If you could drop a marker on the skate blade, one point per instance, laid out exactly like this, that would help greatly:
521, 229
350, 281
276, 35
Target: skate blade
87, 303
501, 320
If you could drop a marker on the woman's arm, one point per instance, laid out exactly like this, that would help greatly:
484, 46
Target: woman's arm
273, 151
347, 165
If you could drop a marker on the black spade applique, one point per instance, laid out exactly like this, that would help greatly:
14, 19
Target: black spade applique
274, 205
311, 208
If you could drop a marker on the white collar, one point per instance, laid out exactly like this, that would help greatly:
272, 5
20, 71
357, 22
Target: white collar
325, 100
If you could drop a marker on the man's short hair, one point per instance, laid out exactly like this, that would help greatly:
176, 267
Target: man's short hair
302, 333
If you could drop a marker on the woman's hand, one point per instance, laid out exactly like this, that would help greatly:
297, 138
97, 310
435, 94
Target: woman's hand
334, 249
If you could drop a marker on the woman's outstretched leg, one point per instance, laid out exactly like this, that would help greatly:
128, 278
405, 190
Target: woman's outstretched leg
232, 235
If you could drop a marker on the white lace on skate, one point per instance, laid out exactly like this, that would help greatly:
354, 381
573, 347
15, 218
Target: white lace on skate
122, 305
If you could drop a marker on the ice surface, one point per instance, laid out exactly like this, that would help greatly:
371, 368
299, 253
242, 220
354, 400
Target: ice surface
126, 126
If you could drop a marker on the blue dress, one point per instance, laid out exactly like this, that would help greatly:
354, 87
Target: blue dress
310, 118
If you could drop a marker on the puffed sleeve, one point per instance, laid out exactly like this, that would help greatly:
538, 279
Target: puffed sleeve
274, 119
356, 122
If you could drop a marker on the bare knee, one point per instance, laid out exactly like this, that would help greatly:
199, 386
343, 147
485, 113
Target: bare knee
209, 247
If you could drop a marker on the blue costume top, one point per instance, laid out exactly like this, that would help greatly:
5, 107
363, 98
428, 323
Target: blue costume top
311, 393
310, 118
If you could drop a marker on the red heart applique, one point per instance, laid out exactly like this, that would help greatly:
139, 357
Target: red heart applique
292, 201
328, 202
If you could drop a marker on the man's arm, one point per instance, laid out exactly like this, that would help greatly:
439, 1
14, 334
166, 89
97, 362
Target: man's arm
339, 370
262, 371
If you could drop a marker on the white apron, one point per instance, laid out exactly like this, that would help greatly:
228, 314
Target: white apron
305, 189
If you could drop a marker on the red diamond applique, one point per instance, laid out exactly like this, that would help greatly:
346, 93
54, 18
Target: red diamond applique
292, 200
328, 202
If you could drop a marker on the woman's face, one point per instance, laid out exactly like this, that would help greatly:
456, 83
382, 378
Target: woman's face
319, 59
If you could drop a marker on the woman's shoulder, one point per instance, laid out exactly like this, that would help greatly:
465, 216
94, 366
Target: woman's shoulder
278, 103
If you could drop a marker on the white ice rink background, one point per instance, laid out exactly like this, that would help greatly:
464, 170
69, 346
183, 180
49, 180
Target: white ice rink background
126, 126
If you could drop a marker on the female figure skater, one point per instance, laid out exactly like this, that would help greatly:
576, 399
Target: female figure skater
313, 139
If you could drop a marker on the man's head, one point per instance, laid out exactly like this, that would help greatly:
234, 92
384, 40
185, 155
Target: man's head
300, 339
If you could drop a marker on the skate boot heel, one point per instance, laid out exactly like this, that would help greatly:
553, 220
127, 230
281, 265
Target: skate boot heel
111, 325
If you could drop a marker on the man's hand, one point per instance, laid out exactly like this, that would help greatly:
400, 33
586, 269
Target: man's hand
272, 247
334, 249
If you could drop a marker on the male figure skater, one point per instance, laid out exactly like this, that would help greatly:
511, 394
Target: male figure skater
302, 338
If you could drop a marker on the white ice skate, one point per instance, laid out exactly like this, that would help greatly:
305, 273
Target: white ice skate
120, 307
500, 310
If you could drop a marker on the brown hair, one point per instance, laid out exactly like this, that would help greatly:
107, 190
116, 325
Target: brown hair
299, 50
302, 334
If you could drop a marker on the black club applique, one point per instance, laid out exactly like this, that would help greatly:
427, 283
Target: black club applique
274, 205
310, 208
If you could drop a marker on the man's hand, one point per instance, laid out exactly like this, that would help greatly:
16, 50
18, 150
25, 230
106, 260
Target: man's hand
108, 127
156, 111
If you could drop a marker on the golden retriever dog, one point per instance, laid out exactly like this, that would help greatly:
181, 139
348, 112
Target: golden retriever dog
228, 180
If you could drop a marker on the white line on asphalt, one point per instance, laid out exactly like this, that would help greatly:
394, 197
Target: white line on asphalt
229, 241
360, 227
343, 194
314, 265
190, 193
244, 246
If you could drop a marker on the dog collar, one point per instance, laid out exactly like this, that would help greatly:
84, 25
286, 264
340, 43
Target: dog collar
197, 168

**What needs to be done**
Every line of the listing, first to last, should be retyped exactly.

**Reply**
If you could drop a marker on the skate blade, one point per instance, laid out exactly like this, that would help greatly:
521, 229
350, 281
276, 35
Target: skate blade
87, 303
501, 320
If you could drop a marker on the woman's arm, one point per instance, laid out exactly like this, that would help greatly:
484, 46
Target: woman's arm
273, 151
347, 165
If you could drop a marker on the black spade applique, one point per instance, laid out exactly like this, that would help greatly:
14, 19
Target: black spade applique
274, 205
311, 208
If you could drop a marker on the white collar, one point per instance, laid out exactly like this, that would help greatly:
272, 5
20, 71
357, 22
Target: white collar
325, 100
If you could drop a marker on the man's short hair, one point per instance, laid out exactly like this, that would help greatly:
176, 267
Target: man's short hair
302, 333
If you could drop a marker on the woman's hand, one point per instance, laid out exactly like this, that would help greatly:
297, 138
97, 310
435, 94
Target: woman's hand
334, 249
If you could drop a marker on the woman's outstretched leg, one point per instance, laid out exactly like this, that would help greatly:
128, 278
405, 190
Target: woman's outstretched leg
232, 235
If you could drop a marker on the white lace on skate, one point per instance, laid out exactly like this, that would help greatly:
354, 381
573, 347
15, 218
Target: white lace on skate
122, 305
If you could drop a marker on the ice surface, one point per instance, laid out exactly like this, that would help greatly:
371, 368
299, 253
242, 220
354, 400
Target: ice surface
126, 126
If you could drop a marker on the blue dress, one point per instance, laid out exactly like this, that would help greatly:
354, 87
Target: blue dress
310, 118
If you could drop a marker on the puffed sleeve, one point per instance, laid out exactly like this, that would help greatly:
538, 279
Target: puffed sleeve
274, 119
356, 122
If you could drop a marker on the bare knee, one point per instance, laid out exactly like this, that would help greatly:
199, 386
343, 147
485, 113
Target: bare knee
209, 247
If you could drop a marker on the blue costume top, one point per instance, laid out exactly like this, that would help greatly:
5, 107
363, 98
428, 323
Target: blue costume top
311, 393
310, 118
If you could drop a marker on the red heart applique, one point per instance, laid out exactly like this, that would help greatly:
139, 357
Target: red heart applique
292, 201
328, 202
If you could drop a marker on the man's arm, one point per instance, laid out exactly like this, that would help greatly:
439, 1
14, 334
166, 89
97, 362
Target: man's arm
339, 370
262, 371
If you could drop a marker on the white apron, one point per instance, laid out exactly like this, that would help greatly:
228, 314
Target: white apron
305, 189
If you could drop a marker on the red diamond applique, one point per instance, laid out exactly like this, that would help greatly:
346, 93
54, 18
Target: red diamond applique
292, 200
328, 202
If you could drop a marker on the woman's face, one point per instance, laid out exactly like this, that would help greatly:
456, 83
382, 378
Target: woman's face
319, 59
If you could drop a marker on the woman's shoulder, one point per instance, laid out exactly like this, that would help greatly:
465, 216
94, 366
Target: woman's shoulder
278, 103
If you could drop a marker on the white ice rink background, one point per instance, laid out exactly like this, that would help greatly:
464, 170
69, 346
183, 180
49, 180
Target: white ice rink background
126, 126
If you could drop a marker on the female figure skater, one point per instance, laid out exactly like this, that would help greatly:
576, 399
Target: female figure skater
313, 139
If you could drop a marker on the man's head, one point per instance, laid out exactly like this, that would help greatly:
234, 92
384, 40
185, 155
Target: man's head
300, 339
If you could drop a marker on the skate boot heel, one point per instance, laid out exactly like this, that would help greatly:
553, 220
127, 230
281, 265
Target: skate boot heel
111, 325
If you could drop a marker on the man's hand, one point per instance, laid out exactly like this, that would help greatly:
400, 33
586, 269
Target: man's hand
272, 247
334, 249
If you could drop a marker on the male figure skater, one point per instance, laid out exactly like this, that would help greatly:
511, 394
Target: male figure skater
302, 338
If you could drop a marker on the white ice skate, one point per instance, laid out exactly like this, that would help greatly:
305, 273
Target: white ice skate
120, 307
500, 310
If you could drop a marker on the brown hair, one point per instance, laid out exactly like this, that would help greatly:
107, 190
116, 325
Target: brown hair
299, 50
302, 334
If you could drop a marker on the black club applique, one point per instance, laid out exactly like this, that would help greatly:
427, 283
Target: black club applique
274, 205
310, 208
If you could drop a marker on the man's hand, one point per instance, laid out exactly like this, that would help greatly:
16, 50
18, 150
25, 230
106, 260
Target: man's hand
108, 127
156, 111
If you could drop a marker on the golden retriever dog, one point per instance, laid out exactly like this, that would help greatly:
181, 139
348, 112
Target: golden retriever dog
228, 180
If you could drop a marker on the white line on asphalt, one point per instance, laid out exactly like this, that would help greatly:
394, 197
Target: white line on asphalt
229, 241
360, 227
343, 194
314, 265
190, 193
244, 246
If you could drop a marker on the dog collar, one point per instance, laid out exactly like this, that would help greatly:
84, 25
286, 264
340, 43
Target: dog collar
197, 168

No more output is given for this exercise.